# START OF Document section
Sentinum was an ancient town located in the Marche region of Italy. It was situated at low elevation about a kilometre south of the present-day town of Sassoferrato. The ruins of Sentinum were partially excavated in 1890 and the results of the archeological investigation were published by T. Buccolini.

History
The town is best known for the Battle of Sentinum which took place nearby in 295 BC: the Romans defeated a coalition of Samnites, Etruscans, Umbrians and Senone Gauls. During the civil wars of the 40s BC, Sentinum sided with Mark Antony, but in 41 BC was taken and destroyed by Quintus Salvidienus Rufus who was leading troops of Octavian. The town was planned and rebuilt, reurbanized, and continued to exist under the Empire, chartered as a municipium and (as is sometimes supposed) a colonia.

Civic life at Sentinum seems to have collapsed at the time of the invasion of Alaric I and not to have resurged.

Archaeology
The site and its environs have been investigated by teams of the University of Genoa, led by Maura Medri, and the University of Urbino led by Sergio Rinaldi Tufi. The site is protected as the Archaeological park of Sentinum.

The foundations of the city walls are preserved. The archeological investigation unearthed city gates, a road, cisterns, and the remains of houses. Notable cultural finds include several mosaic pavements and inscriptions from the second half of the 3rd century AD, including three important tabulae patronatus:  these are records of legal ratifications of the appointments of official patrons.
# END OF Document section
- **Tasks**
1 – Write out the Sentinum passage word for word, from "Sentinum was an" up to and including "by T. Buccolini.".
2 – Answer these questions using the Sentinum passage.
(a) In what year was the Battle of Sentinum fought?
(b) Who published the results of the 1890 excavation?
(c) Which university's team was led by Sergio Rinaldi Tufi?
3 – Extend the Sentinum passage past its final sentence.
# START OF Extracted data
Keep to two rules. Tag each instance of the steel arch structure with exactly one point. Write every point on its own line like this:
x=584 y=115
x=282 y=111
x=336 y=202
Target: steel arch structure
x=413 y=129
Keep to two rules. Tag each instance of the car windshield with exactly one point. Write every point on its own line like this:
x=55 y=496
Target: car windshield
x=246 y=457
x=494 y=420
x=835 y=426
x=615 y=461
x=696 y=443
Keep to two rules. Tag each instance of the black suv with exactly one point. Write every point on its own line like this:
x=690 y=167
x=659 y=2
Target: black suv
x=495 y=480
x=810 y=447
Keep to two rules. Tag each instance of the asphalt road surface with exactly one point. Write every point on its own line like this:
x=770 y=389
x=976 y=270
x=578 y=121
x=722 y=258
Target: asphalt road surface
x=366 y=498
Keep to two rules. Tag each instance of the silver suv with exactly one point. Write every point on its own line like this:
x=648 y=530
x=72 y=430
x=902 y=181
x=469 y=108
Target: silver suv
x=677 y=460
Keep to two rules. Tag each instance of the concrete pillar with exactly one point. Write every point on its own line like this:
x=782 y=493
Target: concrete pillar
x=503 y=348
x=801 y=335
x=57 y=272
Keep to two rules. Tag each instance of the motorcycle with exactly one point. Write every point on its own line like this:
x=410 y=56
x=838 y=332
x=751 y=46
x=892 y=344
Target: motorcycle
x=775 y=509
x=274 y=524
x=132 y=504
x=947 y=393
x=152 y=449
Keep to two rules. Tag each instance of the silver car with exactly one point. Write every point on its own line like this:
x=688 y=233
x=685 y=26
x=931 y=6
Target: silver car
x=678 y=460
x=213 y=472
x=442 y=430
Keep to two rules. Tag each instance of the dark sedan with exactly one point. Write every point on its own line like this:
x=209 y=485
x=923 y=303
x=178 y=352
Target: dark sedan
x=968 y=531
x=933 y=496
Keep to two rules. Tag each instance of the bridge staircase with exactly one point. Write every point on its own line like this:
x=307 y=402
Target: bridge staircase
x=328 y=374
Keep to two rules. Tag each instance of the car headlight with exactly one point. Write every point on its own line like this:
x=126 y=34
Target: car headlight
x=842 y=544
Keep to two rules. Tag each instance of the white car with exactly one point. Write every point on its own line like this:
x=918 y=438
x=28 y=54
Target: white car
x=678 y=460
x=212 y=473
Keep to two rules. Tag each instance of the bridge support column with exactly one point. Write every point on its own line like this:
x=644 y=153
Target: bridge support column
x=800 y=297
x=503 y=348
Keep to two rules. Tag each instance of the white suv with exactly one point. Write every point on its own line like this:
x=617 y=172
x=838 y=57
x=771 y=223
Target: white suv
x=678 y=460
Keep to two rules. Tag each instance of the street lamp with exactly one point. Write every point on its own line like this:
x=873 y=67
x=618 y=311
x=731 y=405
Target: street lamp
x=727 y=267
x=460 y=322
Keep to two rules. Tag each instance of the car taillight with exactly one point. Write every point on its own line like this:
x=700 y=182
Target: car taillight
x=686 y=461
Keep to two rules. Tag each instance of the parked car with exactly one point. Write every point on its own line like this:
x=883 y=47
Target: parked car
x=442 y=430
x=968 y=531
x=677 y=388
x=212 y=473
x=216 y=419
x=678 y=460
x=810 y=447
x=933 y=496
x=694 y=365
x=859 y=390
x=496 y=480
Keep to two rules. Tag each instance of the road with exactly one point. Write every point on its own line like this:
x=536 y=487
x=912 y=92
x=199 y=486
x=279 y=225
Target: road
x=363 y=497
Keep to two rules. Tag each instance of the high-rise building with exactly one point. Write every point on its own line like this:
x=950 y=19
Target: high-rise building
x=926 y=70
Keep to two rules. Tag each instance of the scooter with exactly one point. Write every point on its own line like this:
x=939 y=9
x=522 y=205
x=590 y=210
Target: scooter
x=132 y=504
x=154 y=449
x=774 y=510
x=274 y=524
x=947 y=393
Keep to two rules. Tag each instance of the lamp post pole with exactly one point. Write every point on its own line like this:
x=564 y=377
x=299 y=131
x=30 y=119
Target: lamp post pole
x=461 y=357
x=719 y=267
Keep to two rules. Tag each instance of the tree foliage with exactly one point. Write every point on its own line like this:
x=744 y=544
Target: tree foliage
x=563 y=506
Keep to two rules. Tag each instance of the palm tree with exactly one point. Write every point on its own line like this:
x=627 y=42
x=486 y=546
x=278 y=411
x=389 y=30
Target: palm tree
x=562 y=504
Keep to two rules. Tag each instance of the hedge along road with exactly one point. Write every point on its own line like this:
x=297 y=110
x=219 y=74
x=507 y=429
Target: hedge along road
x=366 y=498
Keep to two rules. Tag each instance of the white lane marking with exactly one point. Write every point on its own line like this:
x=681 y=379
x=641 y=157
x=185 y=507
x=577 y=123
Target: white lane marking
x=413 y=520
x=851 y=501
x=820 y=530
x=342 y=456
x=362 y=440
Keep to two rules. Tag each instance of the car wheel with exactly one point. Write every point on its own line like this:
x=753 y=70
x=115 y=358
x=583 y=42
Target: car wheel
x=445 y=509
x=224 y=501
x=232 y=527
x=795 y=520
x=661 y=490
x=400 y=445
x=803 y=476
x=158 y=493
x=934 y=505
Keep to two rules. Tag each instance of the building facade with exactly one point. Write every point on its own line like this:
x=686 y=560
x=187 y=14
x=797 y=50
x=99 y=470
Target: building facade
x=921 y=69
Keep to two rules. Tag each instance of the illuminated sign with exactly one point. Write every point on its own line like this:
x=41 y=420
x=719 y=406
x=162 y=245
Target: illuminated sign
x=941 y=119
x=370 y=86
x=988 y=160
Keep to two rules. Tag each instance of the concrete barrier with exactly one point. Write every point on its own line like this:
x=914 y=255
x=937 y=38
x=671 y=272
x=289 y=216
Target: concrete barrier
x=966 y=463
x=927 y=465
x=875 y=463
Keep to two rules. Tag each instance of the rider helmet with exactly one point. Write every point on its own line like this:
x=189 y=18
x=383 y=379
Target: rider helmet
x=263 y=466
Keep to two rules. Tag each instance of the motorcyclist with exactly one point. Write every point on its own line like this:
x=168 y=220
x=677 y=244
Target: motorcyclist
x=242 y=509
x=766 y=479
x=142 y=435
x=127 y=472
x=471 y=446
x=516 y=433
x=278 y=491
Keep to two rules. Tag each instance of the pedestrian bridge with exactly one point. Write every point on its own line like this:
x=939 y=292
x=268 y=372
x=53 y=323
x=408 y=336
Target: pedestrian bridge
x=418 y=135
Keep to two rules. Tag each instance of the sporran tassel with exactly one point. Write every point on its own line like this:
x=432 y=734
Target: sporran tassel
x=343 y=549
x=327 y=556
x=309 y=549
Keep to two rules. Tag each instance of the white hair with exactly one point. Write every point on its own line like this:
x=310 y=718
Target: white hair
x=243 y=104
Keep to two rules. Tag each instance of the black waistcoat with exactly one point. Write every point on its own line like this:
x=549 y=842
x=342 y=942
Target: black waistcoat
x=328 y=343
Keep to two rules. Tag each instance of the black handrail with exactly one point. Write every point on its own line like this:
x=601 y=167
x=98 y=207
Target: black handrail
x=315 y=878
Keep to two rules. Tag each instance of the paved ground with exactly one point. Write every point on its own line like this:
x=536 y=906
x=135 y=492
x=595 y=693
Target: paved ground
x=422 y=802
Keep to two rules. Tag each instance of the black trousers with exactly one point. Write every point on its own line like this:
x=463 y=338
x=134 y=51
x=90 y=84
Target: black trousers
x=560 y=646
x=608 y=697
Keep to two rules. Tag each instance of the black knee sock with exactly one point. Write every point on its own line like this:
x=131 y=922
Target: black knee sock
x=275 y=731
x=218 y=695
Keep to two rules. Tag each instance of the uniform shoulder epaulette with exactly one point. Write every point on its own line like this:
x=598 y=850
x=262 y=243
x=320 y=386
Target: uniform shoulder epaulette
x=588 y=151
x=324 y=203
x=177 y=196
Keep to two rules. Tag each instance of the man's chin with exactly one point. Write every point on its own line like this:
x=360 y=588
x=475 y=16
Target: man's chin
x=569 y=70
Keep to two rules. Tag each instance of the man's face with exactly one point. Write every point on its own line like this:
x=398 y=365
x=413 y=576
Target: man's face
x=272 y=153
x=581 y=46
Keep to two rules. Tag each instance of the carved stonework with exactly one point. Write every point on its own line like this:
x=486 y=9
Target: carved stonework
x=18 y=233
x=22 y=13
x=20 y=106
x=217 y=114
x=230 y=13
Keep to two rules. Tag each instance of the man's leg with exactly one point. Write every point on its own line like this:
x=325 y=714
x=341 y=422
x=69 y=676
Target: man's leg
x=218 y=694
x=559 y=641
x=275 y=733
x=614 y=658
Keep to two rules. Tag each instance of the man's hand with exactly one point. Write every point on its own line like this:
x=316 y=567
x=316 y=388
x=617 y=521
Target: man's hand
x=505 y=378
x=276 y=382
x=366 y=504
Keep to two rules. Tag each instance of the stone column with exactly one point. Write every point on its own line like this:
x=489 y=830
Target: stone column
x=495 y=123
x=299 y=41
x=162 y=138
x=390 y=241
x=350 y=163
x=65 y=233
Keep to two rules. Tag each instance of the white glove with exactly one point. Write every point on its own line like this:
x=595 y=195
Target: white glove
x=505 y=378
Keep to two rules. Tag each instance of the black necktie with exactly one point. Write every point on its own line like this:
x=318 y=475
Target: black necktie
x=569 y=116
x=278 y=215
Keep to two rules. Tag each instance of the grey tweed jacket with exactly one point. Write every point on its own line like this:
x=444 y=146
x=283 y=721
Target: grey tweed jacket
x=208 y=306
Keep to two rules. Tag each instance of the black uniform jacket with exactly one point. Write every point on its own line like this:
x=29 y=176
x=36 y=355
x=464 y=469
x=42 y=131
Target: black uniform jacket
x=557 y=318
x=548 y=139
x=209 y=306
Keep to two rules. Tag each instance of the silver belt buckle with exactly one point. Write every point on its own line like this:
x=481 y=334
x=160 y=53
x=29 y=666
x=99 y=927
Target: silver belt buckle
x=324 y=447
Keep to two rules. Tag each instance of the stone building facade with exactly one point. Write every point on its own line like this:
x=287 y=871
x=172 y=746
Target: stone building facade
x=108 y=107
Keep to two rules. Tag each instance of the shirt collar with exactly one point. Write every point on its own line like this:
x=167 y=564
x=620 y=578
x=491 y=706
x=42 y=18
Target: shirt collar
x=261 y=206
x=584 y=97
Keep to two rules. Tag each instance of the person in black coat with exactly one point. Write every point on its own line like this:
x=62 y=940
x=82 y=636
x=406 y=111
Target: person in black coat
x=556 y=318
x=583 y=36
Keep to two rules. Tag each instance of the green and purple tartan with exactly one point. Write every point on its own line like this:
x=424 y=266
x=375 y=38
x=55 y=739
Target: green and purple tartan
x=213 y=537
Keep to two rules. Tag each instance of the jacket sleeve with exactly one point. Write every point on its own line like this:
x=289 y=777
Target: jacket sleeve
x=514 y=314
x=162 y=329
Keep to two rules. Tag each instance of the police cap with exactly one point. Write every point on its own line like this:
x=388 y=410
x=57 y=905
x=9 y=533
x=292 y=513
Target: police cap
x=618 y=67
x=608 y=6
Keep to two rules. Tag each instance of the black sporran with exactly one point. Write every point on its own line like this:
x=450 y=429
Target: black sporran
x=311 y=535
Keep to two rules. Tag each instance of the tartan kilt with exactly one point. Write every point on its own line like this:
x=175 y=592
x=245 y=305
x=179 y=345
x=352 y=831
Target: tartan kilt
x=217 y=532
# END OF Extracted data
- **Answers for the exercise**
1 –
Sentinum was an ancient town located in the Marche region of Italy. It was situated at low elevation about a kilometre south of the present-day town of Sassoferrato. The ruins of Sentinum were partially excavated in 1890 and the results of the archeological investigation were published by T. Buccolini.

2 –
(a) 295 BC
(b) T. Buccolini
(c) The University of Urbino

3 –
Baths (thermae) dating from the early Empire show a large figured mosaic, presently kept at the Museo Nazionale delle Marche. A 2nd-century colored mosaic of Mithra-Sol is conserved in the Glyptothek, Munich; Mithraic bas-relief of animals representing the stages of the initiate's progress were reused in the Church of Santa Croce, and Mithraic inscriptions are recorded.

See also

 Ancient Ostra
 Archaeological Park of Urbs Salvia
 Potentia (ancient city)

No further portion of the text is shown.